§ WHAT IS REQUIRED: Pull out every line of the items below that contains the string "with", matching case.

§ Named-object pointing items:
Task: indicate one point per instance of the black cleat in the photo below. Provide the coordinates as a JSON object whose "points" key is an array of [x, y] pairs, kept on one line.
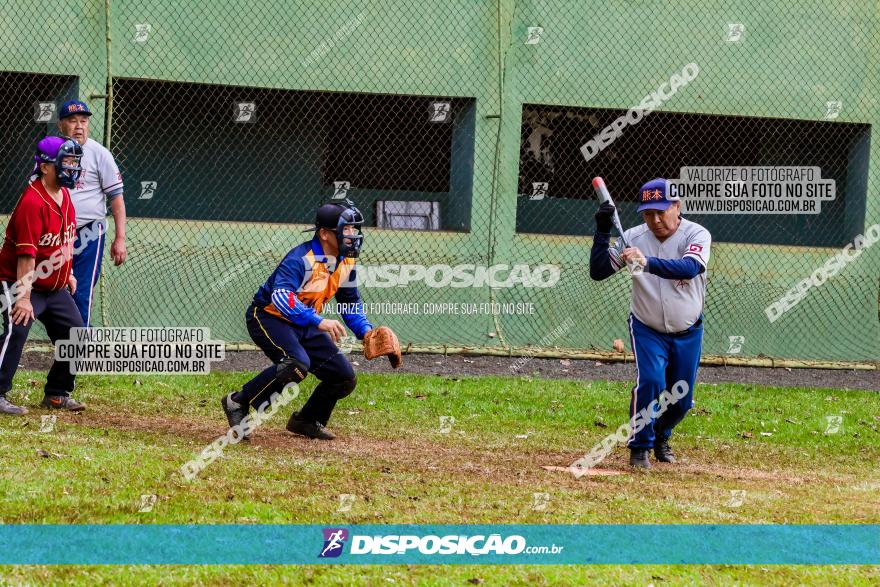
{"points": [[7, 407], [638, 458], [235, 413], [663, 452], [62, 402], [309, 429]]}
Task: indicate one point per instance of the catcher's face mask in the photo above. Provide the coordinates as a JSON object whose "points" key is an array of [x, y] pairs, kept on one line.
{"points": [[345, 220], [65, 155], [348, 232]]}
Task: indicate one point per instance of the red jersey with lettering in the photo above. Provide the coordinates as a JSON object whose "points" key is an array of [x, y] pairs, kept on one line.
{"points": [[40, 228]]}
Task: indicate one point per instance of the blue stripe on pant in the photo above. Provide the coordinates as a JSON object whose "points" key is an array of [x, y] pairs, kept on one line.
{"points": [[661, 361], [87, 258]]}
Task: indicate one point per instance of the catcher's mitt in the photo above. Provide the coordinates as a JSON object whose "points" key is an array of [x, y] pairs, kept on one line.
{"points": [[380, 342]]}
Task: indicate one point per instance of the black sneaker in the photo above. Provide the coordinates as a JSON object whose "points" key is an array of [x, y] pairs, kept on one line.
{"points": [[62, 402], [309, 429], [638, 458], [235, 413], [7, 407], [663, 452]]}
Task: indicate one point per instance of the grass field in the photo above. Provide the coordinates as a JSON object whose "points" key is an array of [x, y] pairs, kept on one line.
{"points": [[750, 455]]}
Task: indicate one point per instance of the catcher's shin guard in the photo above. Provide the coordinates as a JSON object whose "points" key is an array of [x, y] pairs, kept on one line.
{"points": [[272, 380], [320, 404]]}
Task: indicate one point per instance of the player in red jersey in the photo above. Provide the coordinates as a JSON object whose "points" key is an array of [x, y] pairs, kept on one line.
{"points": [[35, 270]]}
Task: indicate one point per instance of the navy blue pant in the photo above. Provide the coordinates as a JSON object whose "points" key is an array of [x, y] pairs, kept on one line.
{"points": [[312, 348], [58, 314], [662, 360], [87, 260]]}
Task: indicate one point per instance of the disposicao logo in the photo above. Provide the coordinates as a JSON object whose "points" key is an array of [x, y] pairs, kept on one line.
{"points": [[334, 541]]}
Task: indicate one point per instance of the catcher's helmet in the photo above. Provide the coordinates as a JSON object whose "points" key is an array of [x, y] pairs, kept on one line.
{"points": [[336, 217], [54, 150]]}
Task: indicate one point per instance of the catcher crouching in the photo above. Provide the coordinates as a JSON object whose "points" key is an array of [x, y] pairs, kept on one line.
{"points": [[285, 321]]}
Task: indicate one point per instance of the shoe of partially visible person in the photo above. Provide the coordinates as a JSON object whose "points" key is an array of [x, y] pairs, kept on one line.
{"points": [[7, 407], [62, 402]]}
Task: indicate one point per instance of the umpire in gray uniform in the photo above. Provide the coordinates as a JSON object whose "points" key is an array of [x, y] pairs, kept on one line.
{"points": [[99, 181], [666, 313]]}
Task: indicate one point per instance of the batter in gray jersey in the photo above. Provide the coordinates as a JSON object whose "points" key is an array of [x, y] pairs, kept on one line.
{"points": [[99, 181], [666, 313], [668, 305]]}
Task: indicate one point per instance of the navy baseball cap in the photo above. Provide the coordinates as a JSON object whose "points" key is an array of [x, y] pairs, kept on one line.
{"points": [[72, 107], [655, 195]]}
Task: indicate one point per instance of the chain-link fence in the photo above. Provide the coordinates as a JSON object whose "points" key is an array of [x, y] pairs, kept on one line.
{"points": [[459, 128]]}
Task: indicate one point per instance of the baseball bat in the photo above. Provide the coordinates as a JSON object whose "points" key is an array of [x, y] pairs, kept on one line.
{"points": [[604, 196]]}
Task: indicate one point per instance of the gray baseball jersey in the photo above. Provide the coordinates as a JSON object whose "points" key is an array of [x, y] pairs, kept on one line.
{"points": [[668, 305], [100, 179]]}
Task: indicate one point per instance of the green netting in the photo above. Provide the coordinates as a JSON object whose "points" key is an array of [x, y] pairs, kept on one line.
{"points": [[232, 120]]}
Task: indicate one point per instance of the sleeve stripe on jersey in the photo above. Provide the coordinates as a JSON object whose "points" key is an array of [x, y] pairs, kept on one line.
{"points": [[287, 303], [111, 186], [697, 255]]}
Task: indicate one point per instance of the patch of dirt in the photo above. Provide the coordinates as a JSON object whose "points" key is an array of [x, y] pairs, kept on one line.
{"points": [[581, 370], [510, 467], [453, 365]]}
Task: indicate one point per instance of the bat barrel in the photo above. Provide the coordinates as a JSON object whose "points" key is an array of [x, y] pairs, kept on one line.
{"points": [[601, 190]]}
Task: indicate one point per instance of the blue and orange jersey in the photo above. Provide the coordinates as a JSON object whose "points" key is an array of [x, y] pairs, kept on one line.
{"points": [[305, 280]]}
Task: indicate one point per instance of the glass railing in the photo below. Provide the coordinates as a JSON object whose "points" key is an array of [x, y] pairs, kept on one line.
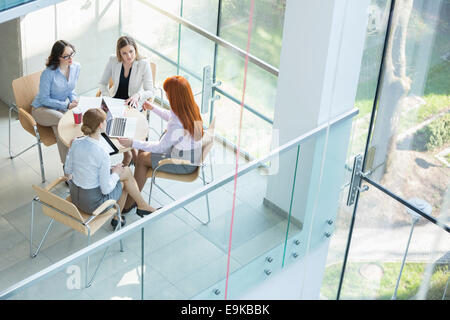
{"points": [[271, 213], [399, 256], [8, 4]]}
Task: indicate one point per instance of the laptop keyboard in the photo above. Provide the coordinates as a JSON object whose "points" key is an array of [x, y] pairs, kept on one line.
{"points": [[118, 127]]}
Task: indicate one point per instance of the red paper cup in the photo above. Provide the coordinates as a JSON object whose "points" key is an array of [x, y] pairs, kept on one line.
{"points": [[77, 116]]}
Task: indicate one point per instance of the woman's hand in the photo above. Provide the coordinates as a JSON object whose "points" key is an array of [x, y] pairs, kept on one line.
{"points": [[126, 142], [118, 169], [72, 105], [133, 101], [147, 106]]}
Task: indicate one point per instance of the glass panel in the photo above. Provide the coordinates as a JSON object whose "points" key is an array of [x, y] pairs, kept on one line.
{"points": [[385, 236], [8, 4], [202, 13], [256, 133], [261, 86], [267, 29], [366, 90], [435, 263], [150, 27]]}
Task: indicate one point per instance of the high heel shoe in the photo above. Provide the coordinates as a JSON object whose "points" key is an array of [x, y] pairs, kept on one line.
{"points": [[141, 213], [122, 223], [126, 210]]}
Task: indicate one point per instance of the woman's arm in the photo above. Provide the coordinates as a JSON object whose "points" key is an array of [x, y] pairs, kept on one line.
{"points": [[107, 74], [46, 100], [72, 95], [68, 166], [147, 82], [161, 112]]}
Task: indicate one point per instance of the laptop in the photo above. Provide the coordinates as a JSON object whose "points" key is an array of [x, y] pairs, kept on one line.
{"points": [[108, 145], [118, 126]]}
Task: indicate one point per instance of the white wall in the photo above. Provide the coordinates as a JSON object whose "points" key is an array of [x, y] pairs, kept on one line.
{"points": [[10, 59], [319, 70]]}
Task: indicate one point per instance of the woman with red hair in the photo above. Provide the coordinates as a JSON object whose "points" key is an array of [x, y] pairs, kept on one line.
{"points": [[182, 139]]}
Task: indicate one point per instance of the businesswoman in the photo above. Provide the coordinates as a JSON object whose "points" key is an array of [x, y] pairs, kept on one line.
{"points": [[183, 137], [56, 90], [131, 76], [92, 180]]}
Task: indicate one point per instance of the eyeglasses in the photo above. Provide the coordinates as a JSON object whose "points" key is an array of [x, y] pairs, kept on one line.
{"points": [[68, 56]]}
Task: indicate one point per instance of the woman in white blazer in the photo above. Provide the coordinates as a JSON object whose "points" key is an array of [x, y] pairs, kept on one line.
{"points": [[131, 75], [132, 79]]}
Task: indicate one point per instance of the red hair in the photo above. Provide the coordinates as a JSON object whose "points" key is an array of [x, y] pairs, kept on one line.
{"points": [[182, 102]]}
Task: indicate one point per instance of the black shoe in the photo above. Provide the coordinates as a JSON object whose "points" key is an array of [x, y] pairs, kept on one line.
{"points": [[143, 213], [114, 222], [129, 209]]}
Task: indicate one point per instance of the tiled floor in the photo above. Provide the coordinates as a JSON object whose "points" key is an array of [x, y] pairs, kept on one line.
{"points": [[182, 256]]}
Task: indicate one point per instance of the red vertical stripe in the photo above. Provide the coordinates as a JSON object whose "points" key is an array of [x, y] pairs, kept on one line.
{"points": [[250, 22]]}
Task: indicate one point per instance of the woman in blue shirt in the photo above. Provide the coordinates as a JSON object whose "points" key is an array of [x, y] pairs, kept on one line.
{"points": [[56, 90]]}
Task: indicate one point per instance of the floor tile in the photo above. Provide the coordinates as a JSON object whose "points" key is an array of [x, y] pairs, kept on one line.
{"points": [[183, 256]]}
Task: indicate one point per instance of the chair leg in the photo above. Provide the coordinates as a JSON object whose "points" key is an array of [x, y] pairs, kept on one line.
{"points": [[118, 227], [41, 161], [33, 255], [206, 196]]}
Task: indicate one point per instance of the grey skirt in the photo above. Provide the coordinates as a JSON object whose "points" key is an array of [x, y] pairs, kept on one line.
{"points": [[88, 200], [170, 168]]}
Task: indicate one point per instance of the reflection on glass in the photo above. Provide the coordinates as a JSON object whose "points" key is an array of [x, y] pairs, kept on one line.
{"points": [[408, 155]]}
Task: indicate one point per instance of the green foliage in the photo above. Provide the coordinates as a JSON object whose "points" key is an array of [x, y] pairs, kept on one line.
{"points": [[356, 286], [434, 135]]}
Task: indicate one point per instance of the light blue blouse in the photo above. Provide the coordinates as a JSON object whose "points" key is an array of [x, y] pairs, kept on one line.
{"points": [[90, 165], [55, 89]]}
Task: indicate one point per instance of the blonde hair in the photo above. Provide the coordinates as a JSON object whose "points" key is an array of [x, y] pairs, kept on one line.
{"points": [[92, 120]]}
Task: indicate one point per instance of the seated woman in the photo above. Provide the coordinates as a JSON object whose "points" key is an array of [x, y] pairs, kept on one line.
{"points": [[56, 90], [183, 137], [93, 181], [131, 76]]}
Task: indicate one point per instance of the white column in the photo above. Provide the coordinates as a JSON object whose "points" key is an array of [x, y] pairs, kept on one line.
{"points": [[321, 54]]}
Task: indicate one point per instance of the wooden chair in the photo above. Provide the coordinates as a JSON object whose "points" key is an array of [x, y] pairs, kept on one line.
{"points": [[25, 89], [153, 173], [65, 212]]}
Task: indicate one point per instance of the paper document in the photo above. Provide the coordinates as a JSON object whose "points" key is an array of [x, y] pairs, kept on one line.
{"points": [[115, 106], [86, 103]]}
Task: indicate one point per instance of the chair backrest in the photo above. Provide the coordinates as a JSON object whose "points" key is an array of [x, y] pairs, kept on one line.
{"points": [[25, 90], [57, 202], [208, 139]]}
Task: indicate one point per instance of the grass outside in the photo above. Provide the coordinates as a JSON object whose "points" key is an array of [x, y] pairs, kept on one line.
{"points": [[359, 287]]}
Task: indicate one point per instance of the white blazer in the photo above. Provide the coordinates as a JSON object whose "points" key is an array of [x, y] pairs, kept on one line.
{"points": [[141, 79]]}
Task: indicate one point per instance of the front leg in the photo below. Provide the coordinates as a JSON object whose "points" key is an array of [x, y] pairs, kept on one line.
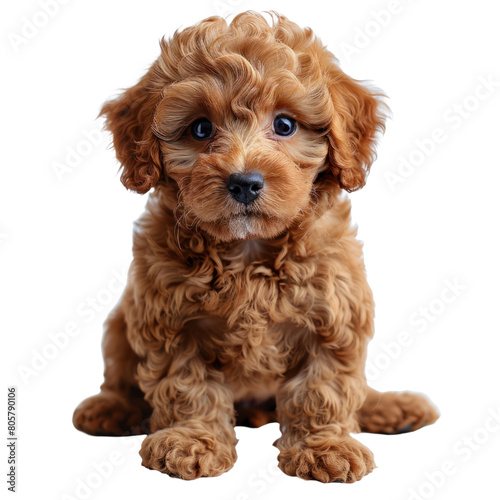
{"points": [[193, 415], [316, 411]]}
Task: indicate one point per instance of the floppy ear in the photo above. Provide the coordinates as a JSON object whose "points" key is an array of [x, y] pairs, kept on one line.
{"points": [[358, 115], [129, 118]]}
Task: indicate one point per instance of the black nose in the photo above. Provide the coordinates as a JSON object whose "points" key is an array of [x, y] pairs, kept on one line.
{"points": [[245, 187]]}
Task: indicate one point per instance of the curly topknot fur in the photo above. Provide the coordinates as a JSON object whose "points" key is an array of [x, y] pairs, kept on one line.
{"points": [[245, 312]]}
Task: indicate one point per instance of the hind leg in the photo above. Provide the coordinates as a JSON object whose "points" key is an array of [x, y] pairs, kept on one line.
{"points": [[395, 412], [119, 409]]}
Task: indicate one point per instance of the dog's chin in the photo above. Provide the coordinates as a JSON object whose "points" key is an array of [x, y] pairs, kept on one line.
{"points": [[244, 227]]}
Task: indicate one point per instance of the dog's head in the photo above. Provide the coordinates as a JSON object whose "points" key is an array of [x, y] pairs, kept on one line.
{"points": [[248, 119]]}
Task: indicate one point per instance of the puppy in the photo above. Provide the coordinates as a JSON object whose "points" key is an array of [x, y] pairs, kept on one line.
{"points": [[247, 300]]}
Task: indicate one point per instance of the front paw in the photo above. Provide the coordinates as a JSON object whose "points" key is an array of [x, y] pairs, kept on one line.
{"points": [[187, 453], [327, 459]]}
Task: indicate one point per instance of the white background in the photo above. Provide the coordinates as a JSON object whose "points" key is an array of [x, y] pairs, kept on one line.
{"points": [[64, 240]]}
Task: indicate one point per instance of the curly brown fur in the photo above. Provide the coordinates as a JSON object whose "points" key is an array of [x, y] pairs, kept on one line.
{"points": [[261, 307]]}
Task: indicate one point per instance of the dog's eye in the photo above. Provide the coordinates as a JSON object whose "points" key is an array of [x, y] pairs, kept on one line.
{"points": [[202, 129], [284, 125]]}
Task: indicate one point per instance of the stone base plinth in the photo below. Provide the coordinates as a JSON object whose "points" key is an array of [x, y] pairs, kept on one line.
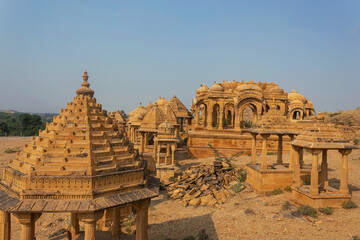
{"points": [[165, 171], [332, 199], [270, 179], [227, 142]]}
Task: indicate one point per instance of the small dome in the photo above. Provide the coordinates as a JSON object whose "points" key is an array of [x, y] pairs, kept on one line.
{"points": [[248, 86], [161, 102], [217, 88], [202, 89], [309, 104], [276, 90], [85, 90], [139, 110], [293, 95]]}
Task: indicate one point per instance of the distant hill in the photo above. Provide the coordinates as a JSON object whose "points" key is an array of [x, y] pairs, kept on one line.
{"points": [[14, 123]]}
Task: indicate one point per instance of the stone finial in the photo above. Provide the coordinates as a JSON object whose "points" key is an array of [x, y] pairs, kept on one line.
{"points": [[85, 90], [320, 117]]}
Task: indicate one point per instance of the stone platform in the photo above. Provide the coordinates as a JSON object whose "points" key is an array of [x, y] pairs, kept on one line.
{"points": [[279, 176]]}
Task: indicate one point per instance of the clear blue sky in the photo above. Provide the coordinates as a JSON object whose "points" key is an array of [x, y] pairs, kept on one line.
{"points": [[139, 50]]}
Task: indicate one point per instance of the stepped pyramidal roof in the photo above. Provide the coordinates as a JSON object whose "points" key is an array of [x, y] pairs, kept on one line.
{"points": [[79, 155]]}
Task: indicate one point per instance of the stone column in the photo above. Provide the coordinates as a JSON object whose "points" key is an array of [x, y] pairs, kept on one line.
{"points": [[324, 169], [301, 157], [74, 224], [142, 209], [221, 116], [296, 164], [89, 220], [5, 225], [173, 154], [279, 152], [253, 148], [155, 150], [116, 226], [167, 153], [344, 188], [314, 187], [209, 117], [236, 123], [158, 152], [264, 151], [142, 147], [27, 222]]}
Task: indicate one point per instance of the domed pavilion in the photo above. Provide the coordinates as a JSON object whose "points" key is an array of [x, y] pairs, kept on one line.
{"points": [[80, 165]]}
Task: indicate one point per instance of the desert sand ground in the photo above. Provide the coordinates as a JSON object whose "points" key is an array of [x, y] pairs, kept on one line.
{"points": [[170, 220]]}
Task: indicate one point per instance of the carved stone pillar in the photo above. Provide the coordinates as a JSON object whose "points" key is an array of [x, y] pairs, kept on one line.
{"points": [[296, 163], [142, 209], [209, 116], [344, 177], [116, 226], [173, 147], [279, 152], [314, 185], [89, 220], [221, 116], [27, 222], [264, 151], [5, 225], [74, 224], [324, 169], [253, 148]]}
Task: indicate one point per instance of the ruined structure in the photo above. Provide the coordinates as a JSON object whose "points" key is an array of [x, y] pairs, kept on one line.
{"points": [[166, 138], [79, 164], [318, 140], [264, 177], [219, 114]]}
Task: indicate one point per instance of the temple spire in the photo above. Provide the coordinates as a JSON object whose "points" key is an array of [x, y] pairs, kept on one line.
{"points": [[85, 90]]}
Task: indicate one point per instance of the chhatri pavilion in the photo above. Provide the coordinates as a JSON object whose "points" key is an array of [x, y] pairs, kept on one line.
{"points": [[219, 114], [79, 165]]}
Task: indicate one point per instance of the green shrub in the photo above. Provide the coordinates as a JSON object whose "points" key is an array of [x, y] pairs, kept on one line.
{"points": [[307, 210], [286, 205], [349, 204], [237, 187], [326, 210], [276, 191]]}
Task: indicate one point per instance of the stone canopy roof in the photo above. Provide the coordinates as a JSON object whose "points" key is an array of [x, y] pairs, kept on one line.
{"points": [[178, 107], [80, 155], [155, 117], [322, 136]]}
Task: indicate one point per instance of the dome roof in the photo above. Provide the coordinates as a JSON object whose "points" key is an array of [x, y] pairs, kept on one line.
{"points": [[166, 127], [277, 90], [293, 95], [161, 102], [141, 110], [248, 86], [202, 89], [217, 88], [85, 90]]}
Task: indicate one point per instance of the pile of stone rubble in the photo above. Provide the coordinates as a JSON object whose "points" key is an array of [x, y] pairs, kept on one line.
{"points": [[206, 184]]}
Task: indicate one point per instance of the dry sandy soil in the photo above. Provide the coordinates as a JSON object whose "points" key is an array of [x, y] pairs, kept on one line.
{"points": [[170, 220]]}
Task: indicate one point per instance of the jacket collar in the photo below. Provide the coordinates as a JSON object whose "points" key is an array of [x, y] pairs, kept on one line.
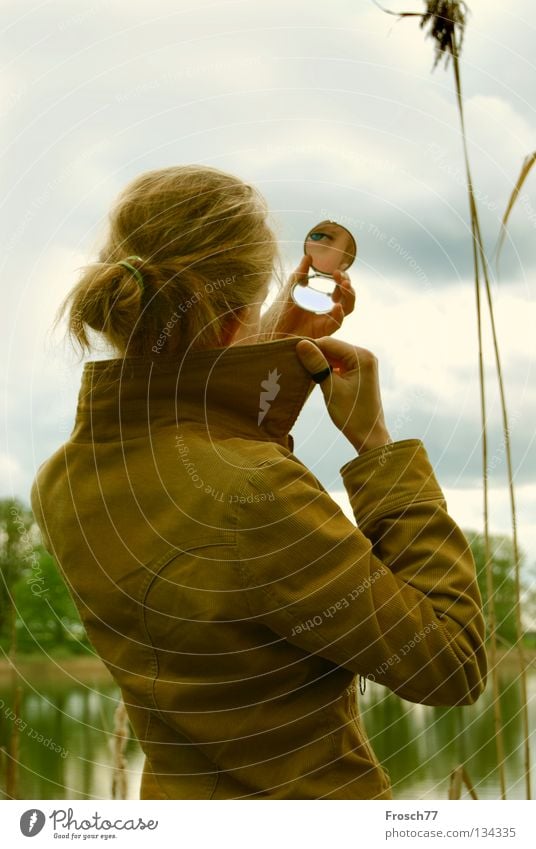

§ CORRECT RESULT:
Task: indicate one point per instance of the red jersey with lettering in the photo above. Provide the coordinates as a JSON object whose "points" key is an array of [x, y] pairs, kept on one line.
Task: indicate one point per instance of the woman with red hair in the photo above. Provide the coordinates as a JSON object whose "points" key is an array of [x, y] pairs, kept on one line.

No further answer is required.